** Start of Materials provided **

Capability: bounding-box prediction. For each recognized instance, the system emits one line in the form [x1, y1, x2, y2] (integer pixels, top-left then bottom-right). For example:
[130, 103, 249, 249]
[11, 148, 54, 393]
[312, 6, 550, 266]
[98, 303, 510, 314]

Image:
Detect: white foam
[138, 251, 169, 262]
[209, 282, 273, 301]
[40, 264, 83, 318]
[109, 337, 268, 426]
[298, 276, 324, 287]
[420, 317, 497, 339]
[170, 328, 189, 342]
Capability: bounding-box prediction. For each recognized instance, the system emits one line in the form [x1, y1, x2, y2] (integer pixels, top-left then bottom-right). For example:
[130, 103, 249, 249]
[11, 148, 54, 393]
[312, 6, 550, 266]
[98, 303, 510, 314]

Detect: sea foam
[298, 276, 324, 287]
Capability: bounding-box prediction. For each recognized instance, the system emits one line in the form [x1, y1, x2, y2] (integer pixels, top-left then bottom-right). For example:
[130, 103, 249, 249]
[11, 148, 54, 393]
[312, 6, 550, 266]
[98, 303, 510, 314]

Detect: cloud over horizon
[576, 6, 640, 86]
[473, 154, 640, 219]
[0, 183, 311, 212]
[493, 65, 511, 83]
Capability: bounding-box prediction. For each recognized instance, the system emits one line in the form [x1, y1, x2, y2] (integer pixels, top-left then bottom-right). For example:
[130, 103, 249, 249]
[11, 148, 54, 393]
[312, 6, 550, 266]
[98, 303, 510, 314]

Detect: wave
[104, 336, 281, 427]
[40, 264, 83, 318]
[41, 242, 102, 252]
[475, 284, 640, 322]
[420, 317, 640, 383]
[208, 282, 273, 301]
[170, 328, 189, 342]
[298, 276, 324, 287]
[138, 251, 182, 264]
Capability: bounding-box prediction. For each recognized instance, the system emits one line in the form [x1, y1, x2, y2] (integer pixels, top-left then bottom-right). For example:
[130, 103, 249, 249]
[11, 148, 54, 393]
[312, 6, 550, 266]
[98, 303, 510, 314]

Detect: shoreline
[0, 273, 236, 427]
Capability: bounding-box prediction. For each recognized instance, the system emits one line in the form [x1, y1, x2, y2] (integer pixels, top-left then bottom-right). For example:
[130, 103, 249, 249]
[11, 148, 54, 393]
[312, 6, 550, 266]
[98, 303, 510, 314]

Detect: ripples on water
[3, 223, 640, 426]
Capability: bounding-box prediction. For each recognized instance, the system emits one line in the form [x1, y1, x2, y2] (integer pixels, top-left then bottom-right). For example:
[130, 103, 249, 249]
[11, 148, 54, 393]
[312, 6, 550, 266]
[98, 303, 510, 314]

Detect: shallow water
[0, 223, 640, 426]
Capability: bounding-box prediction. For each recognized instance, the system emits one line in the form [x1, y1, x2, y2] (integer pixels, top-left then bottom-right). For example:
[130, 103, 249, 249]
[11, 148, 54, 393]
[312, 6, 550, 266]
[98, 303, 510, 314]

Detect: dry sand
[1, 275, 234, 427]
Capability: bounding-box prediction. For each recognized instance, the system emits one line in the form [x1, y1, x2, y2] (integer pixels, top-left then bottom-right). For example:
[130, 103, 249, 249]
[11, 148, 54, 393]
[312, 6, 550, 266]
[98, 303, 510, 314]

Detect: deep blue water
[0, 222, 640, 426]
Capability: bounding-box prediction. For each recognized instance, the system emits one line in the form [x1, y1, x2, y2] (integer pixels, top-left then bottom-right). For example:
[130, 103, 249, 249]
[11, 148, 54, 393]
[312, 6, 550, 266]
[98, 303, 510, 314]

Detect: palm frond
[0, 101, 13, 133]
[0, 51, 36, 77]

** End of Materials provided **

■ **Task to carry out**
Show every line of the stored records above that contains the string "Detect", copying each one in full.

■ **Worked solution**
Detect: white foam
Detect: sea foam
Detect: cloud over horizon
Detect: wave
Detect: shoreline
Detect: ripples on water
Detect: shallow water
Detect: dry sand
Detect: deep blue water
Detect: palm frond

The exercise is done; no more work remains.